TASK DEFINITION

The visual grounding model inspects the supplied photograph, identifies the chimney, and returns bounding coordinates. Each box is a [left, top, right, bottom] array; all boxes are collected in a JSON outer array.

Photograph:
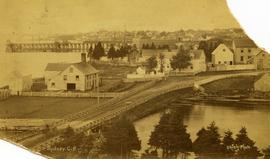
[[81, 52, 86, 63]]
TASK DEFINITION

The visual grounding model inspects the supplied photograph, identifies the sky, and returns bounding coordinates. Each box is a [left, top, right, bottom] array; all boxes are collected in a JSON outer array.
[[0, 0, 240, 35]]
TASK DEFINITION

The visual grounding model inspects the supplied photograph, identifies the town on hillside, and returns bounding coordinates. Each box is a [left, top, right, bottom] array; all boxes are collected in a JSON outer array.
[[1, 29, 270, 159], [2, 29, 270, 94]]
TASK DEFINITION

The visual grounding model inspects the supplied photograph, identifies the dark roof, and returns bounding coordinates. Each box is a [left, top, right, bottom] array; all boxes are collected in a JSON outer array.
[[45, 63, 70, 72], [45, 62, 98, 74], [73, 62, 99, 74], [190, 49, 205, 59], [233, 39, 257, 48], [223, 40, 233, 48]]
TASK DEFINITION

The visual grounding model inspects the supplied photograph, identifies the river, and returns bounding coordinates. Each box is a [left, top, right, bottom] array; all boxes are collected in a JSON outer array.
[[134, 101, 270, 155]]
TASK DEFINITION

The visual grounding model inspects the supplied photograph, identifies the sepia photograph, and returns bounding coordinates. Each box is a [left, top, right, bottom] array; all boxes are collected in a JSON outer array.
[[0, 0, 270, 158]]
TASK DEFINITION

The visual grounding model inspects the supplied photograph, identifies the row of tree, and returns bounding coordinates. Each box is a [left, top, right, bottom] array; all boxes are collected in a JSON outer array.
[[87, 42, 135, 60], [143, 109, 266, 159], [54, 112, 270, 159], [55, 117, 141, 159], [142, 43, 171, 50]]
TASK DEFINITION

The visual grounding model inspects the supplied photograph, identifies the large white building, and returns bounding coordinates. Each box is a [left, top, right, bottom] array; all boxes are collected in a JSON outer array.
[[44, 53, 100, 91], [211, 44, 234, 65], [232, 39, 261, 64]]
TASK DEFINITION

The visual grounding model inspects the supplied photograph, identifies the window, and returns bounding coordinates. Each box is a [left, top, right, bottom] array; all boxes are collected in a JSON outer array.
[[224, 61, 227, 64], [63, 75, 67, 80], [218, 61, 221, 64], [241, 50, 244, 53], [190, 66, 193, 69], [248, 56, 252, 59], [248, 49, 251, 53], [223, 49, 226, 52], [230, 61, 233, 65], [69, 67, 73, 73], [76, 75, 80, 81], [240, 56, 244, 61], [262, 54, 265, 57], [51, 82, 55, 87]]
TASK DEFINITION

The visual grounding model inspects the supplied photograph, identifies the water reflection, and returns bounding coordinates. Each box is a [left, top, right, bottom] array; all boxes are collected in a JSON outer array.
[[134, 102, 270, 155]]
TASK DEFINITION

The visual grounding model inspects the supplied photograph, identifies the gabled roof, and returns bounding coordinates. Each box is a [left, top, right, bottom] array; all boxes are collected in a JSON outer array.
[[190, 49, 205, 59], [72, 62, 99, 74], [45, 62, 99, 75], [233, 39, 257, 48], [254, 50, 269, 56], [247, 50, 270, 63], [212, 44, 233, 55], [45, 63, 70, 72]]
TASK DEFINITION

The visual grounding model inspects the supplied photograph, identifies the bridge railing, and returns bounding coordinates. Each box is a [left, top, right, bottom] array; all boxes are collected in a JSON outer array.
[[31, 80, 160, 151], [20, 91, 124, 98]]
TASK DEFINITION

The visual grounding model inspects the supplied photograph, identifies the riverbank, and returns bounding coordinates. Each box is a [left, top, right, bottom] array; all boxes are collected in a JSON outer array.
[[124, 87, 195, 122], [123, 75, 270, 122]]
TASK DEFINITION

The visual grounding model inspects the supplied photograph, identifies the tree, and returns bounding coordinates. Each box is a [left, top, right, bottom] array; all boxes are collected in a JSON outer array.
[[193, 122, 224, 157], [147, 56, 158, 73], [158, 53, 165, 73], [107, 44, 117, 59], [119, 45, 128, 58], [141, 149, 159, 159], [170, 47, 191, 71], [198, 38, 223, 62], [148, 110, 192, 159], [234, 127, 262, 158], [263, 146, 270, 159], [151, 42, 156, 49], [142, 44, 146, 49], [100, 117, 141, 158], [222, 130, 235, 156], [145, 44, 150, 49], [55, 126, 95, 155], [88, 133, 107, 159], [115, 49, 121, 58], [93, 42, 105, 60], [87, 46, 93, 62]]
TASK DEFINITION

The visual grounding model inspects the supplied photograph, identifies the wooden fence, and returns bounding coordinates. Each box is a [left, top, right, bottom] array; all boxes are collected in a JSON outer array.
[[20, 91, 125, 98]]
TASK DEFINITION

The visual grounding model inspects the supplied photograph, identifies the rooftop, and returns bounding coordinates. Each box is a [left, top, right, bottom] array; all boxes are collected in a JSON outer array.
[[233, 38, 257, 48], [45, 62, 99, 74], [190, 49, 205, 59]]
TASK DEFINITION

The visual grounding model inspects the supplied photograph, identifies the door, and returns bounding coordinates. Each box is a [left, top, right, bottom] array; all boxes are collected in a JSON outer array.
[[67, 83, 76, 91]]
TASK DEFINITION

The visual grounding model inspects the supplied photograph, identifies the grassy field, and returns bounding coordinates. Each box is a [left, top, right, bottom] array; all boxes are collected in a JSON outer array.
[[0, 96, 108, 119], [92, 63, 136, 78], [203, 76, 257, 95]]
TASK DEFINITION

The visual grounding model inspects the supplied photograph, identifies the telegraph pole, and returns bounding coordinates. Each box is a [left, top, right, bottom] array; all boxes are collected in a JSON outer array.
[[97, 74, 100, 106]]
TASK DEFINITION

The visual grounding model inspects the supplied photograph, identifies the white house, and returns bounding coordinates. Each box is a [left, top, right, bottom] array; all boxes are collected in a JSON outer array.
[[211, 44, 234, 65], [180, 49, 206, 74], [156, 51, 177, 73], [45, 53, 100, 91], [233, 38, 261, 64]]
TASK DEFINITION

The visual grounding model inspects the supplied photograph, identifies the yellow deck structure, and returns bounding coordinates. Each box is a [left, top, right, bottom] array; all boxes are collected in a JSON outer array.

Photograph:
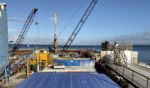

════════

## AIM OF THE EXERCISE
Everything in the listing, except its images, should be set down exactly.

## ANSWER BOX
TASK DEFINITION

The visual grounding model inspects the supplied photograph, identifies the chimney, and returns bounding coordinates. Each box is a [left, top, right, bottom] array; all boxes are collected in a JSON outer array.

Photograph:
[[81, 52, 86, 63]]
TASK DEFINITION

The visual grounding model inspects the supplied photograph, identifies the sky, and returns bounding coordinates. Each box is a [left, top, right, bottom] array; all boxes are collected in a JSON outer array.
[[0, 0, 240, 35]]
TASK DEFINITION

The visual grounding model inspects the supplied photograph, identifies the town on hillside, and returns bounding coordinates. Each box is a [left, top, right, bottom] array; all boxes are collected in a JSON outer array.
[[1, 29, 270, 159], [2, 29, 270, 94]]
TASK DEFINITION

The visual grounding model inspects the supplied photograph, identifies the dark roof, and returns bounding coordinates. Each box is a [left, top, right, bottom] array; all boxes are collected in a JSON outer array.
[[45, 63, 70, 72], [45, 62, 98, 74], [73, 62, 99, 74], [190, 49, 205, 59], [233, 39, 257, 48], [223, 40, 233, 48]]
TASK DEFINITION

The visual grounding model inspects the supplied photograph, identifies the river, and returns bounding coordinates. Each box is a [left, top, right, bottom] array; all boxes are collected in a JSON outer array.
[[134, 101, 270, 155]]
TASK DEFINITION

The visual grounding model inspects the supplied photograph, identifies the sepia photograph, and returns bounding coordinates. Each box is a [left, top, right, bottom] array; all boxes are collected in a JSON outer array.
[[0, 0, 270, 158]]
TASK DEFINITION

The visual grounding model inspects the supplied photograph, identifies the row of tree, and returns bounding coordinates. Each box is a [left, top, right, bottom] array; all boxes are collected in a JSON outer array.
[[87, 42, 135, 60], [143, 109, 266, 159], [54, 112, 270, 159], [55, 117, 141, 159], [142, 43, 171, 50]]
TASK DEFINITION

The visual grounding model inspects the supplied photograph, identifies the large white building, and returns bounding coordinates. Each box is a [left, top, right, bottom] array; all boxes are collected in a JSON outer array.
[[44, 53, 100, 91], [211, 44, 234, 65], [232, 39, 261, 64]]
TASK DEFINITION

The visual grounding model inspects the supplied photograph, identifies the window, and returns bounding coordinates. Each box is a [left, top, right, bottom] array; all boxes are collected in a JSON outer array.
[[224, 61, 227, 64], [63, 75, 67, 80], [218, 61, 221, 64], [241, 50, 244, 53], [190, 66, 193, 69], [248, 56, 252, 59], [248, 49, 251, 53], [223, 49, 226, 52], [230, 61, 233, 65], [69, 67, 73, 73], [76, 75, 80, 81], [240, 56, 244, 61], [262, 54, 265, 57], [51, 82, 55, 87]]
TASK DEFINITION

The visual grounding model inspects the supplied photograph, identifies the water reflection, and returns bounding coordinates. Each box is a [left, top, right, bottom] array; all boxes are collected in a JSON outer array.
[[134, 102, 270, 155]]
TASK DEFINITION

The visual grounding model inspects the supplied photograph, identifies the gabled roof, and returns bounding coordinates. Each box is a [left, top, right, bottom] array; all boxes are collected in a JSON outer array.
[[190, 49, 205, 59], [72, 62, 99, 74], [45, 62, 99, 75], [233, 39, 257, 48], [254, 50, 269, 56], [247, 50, 270, 63], [212, 44, 233, 55], [45, 63, 70, 72]]
TASK DEFINITION

The visual grounding model inspects the supplied photograph, identifies the bridge railing, and returns bounding coordinates. Each box is a [left, top, right, bottom] array; all boxes are collected in a JSON outer array.
[[31, 80, 160, 151], [20, 91, 124, 98]]
TASK DEFINITION

The visual grounding model inspects the supplied photograph, identifies the riverbank, and returns bounding coordinates. Each box is a [left, top, right, bottom] array; all boxes are collected in a JSON outer array.
[[124, 87, 195, 122], [123, 75, 270, 122]]
TASK DEFINITION

The visual grounding model inspects the supplied photograph, identifies the tree, and returns bounding coordinates. Each box is a [left, top, right, bottom] array; all boxes are collected in a JSON outer array.
[[193, 122, 224, 157], [147, 56, 158, 73], [158, 53, 165, 73], [107, 44, 117, 59], [119, 45, 128, 58], [141, 149, 159, 159], [170, 47, 191, 71], [198, 38, 223, 62], [148, 110, 192, 159], [234, 127, 262, 158], [263, 146, 270, 159], [151, 42, 156, 49], [142, 44, 146, 49], [100, 117, 141, 158], [222, 130, 235, 156], [145, 44, 150, 49], [55, 126, 95, 155], [88, 133, 107, 159], [115, 49, 121, 58], [93, 42, 105, 60], [87, 46, 93, 62]]
TASK DEFINITION

The visual grounding model inspects the supplied photograph, identifies the wooden fence, and returns bounding coordinates. Each box is a [left, top, right, bottom] array; all boxes are collected in a JSON outer array.
[[20, 91, 125, 98]]
TASK DEFINITION

The visual grounding model inspects the supplied photograph, identifies the rooftop, and returns bounding coordinates. Each box is a [left, top, right, bottom] array; all boxes are collected in a JSON outer array.
[[233, 38, 257, 48], [45, 62, 99, 74], [190, 49, 205, 59]]
TASK DEFINITION

The visual grounding model inspects the supplied photograph, identifies the door, and returns bounding coordinates. Each box is a [left, top, right, bottom] array; all boxes are collected in a JSON outer array.
[[67, 83, 76, 91]]
TASK DEFINITION

The visual grounding model inspects the supplied photograph, identifies the grassy field, and returns bounding coordinates. Each box is a [left, top, right, bottom] array; all boxes are collected in a JSON outer array.
[[0, 96, 108, 119], [92, 63, 136, 78], [203, 76, 257, 95]]
TASK DEFINITION

The visual grounding model inspects the supplied photograph, identifies the telegraph pole, and returns bounding coordinates. Each box is a [left, top, right, bottom] array; all boxes are collected in a JSON outer array.
[[97, 74, 100, 106]]
TASK DEFINITION

The visual grounding model inspects the supplied photograph, identifies the white house, and returns bounding coordinates. Each box is a [left, top, right, bottom] array; all boxes are collected in a JSON outer array.
[[211, 44, 234, 65], [180, 49, 206, 74], [156, 51, 177, 73], [45, 53, 100, 91], [233, 38, 261, 64]]
TASK DEFINITION

The visual grounding model inspects the supplied photograph, identifies the yellow deck structure, and returns bounding coordinates. Each box is a [left, top, right, bottom] array; all boxes are collected in a JSON outer array.

Photograph:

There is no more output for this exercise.